- _Records shown_
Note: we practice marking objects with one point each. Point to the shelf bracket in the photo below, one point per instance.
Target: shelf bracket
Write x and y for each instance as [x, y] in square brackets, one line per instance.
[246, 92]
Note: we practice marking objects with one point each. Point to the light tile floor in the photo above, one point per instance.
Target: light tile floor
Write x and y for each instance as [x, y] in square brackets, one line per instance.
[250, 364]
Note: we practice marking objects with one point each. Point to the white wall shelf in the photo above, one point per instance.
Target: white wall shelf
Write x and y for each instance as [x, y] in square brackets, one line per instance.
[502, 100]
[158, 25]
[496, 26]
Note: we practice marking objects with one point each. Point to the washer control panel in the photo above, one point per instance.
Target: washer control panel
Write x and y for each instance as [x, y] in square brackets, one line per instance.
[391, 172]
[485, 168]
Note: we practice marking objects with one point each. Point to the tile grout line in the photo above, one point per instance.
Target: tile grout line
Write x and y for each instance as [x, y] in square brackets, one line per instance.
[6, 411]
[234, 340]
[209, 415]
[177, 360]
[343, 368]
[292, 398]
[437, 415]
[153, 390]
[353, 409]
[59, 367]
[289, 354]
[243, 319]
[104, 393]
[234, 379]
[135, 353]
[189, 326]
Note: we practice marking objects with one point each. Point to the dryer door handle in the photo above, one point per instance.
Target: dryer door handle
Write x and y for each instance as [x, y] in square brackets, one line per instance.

- _What to produce_
Could you output every line of the records above as a Markdown table, using a column named Row for the row number and a column named Line for the line, with blank lines left out?

- _Exercise answer_
| Row | Line |
|---|---|
| 1 | Note: we practice marking objects with one point each. Point to the shelf bracket in the photo below, one point per instance. |
| 2 | Target: shelf bracket |
| 3 | Write x and y for each instance as [x, y] in square brackets, one line per instance. |
| 4 | [246, 92] |
| 5 | Note: we practice marking objects with one point each. Point to the light tile floor in the photo above, one point per instance. |
| 6 | Target: light tile floor |
| 7 | Write x and y for each instance as [x, y] in square brackets, one line per instance. |
| 8 | [250, 364] |
| 9 | Note: we practice marking objects with one point each. Point to the white wall shelf in the photo above, one point per instance. |
| 10 | Target: white wall shelf |
| 11 | Write x and y for each instance as [x, y] in square brackets, one line per instance. |
| 12 | [502, 100] |
| 13 | [158, 25] |
| 14 | [496, 26] |
| 15 | Note: we practice marking objects with one point each. Point to the washer control panel in the photo above, one point per instance. |
| 16 | Target: washer control panel |
| 17 | Write x and y for each instance as [x, y] in square brackets, one line per instance. |
| 18 | [391, 172] |
| 19 | [485, 168] |
| 20 | Note: we practice marking objects with one point each. Point to the tile grout line in the photo above, one point per instance. |
| 21 | Target: tile grout line |
| 22 | Write x and y for each instance as [x, y] in square brackets, one line per instance. |
| 23 | [6, 411] |
| 24 | [234, 340] |
| 25 | [209, 415] |
| 26 | [177, 360] |
| 27 | [343, 368] |
| 28 | [292, 398] |
| 29 | [437, 415] |
| 30 | [153, 390] |
| 31 | [353, 409] |
| 32 | [59, 367] |
| 33 | [289, 354] |
| 34 | [243, 319] |
| 35 | [104, 393] |
| 36 | [234, 379] |
| 37 | [135, 353] |
| 38 | [189, 326] |
| 39 | Note: we practice marking objects with one point each. Point to the dryer door handle in the photo above, one point per instance. |
| 40 | Target: dryer door handle |
| 41 | Write x and y for each instance as [x, y] in square brackets, one line per instance. |